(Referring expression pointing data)
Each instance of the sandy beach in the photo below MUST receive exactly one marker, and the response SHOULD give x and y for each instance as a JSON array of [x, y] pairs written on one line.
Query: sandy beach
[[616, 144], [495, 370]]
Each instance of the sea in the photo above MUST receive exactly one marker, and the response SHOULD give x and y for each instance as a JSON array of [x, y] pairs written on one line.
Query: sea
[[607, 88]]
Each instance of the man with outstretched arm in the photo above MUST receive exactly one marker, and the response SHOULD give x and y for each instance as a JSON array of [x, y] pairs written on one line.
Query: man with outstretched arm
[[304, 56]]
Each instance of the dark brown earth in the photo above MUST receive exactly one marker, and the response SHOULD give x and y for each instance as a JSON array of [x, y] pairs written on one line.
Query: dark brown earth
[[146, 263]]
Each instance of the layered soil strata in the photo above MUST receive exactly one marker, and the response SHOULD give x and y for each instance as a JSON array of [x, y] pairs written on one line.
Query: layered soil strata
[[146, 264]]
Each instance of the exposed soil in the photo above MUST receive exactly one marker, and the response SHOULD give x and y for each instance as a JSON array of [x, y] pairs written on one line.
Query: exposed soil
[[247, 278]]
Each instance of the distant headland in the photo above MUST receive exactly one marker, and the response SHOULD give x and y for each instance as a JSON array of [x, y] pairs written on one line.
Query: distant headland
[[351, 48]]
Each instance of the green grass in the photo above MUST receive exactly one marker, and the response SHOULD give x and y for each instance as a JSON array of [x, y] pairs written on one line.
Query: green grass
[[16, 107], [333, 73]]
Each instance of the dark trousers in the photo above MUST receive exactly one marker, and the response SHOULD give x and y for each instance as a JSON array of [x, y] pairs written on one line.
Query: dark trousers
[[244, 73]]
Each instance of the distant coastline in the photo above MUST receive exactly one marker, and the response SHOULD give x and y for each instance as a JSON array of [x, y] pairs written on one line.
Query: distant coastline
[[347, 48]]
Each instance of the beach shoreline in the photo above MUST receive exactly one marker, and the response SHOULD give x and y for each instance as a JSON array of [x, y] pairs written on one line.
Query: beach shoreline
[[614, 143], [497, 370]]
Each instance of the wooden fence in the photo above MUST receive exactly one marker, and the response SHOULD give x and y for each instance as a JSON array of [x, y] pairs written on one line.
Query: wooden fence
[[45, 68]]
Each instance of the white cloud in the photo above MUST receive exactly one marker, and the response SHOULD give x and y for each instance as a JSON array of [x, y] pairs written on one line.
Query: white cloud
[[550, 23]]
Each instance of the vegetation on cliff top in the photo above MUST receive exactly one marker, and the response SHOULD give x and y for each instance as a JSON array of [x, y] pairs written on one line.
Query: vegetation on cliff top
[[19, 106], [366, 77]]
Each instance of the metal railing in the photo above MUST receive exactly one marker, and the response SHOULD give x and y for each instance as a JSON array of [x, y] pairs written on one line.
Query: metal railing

**WHAT YOU ARE ASKED TO DO:**
Search the records for the word "railing". Copy each line where it appears.

**ANSWER TO THIS PROBLEM:**
Each instance of the metal railing in the photo above MUST receive exactly one marker, and the response SHOULD give x and y for each instance as a JSON array of [x, y] pairs written on one line.
Query: metal railing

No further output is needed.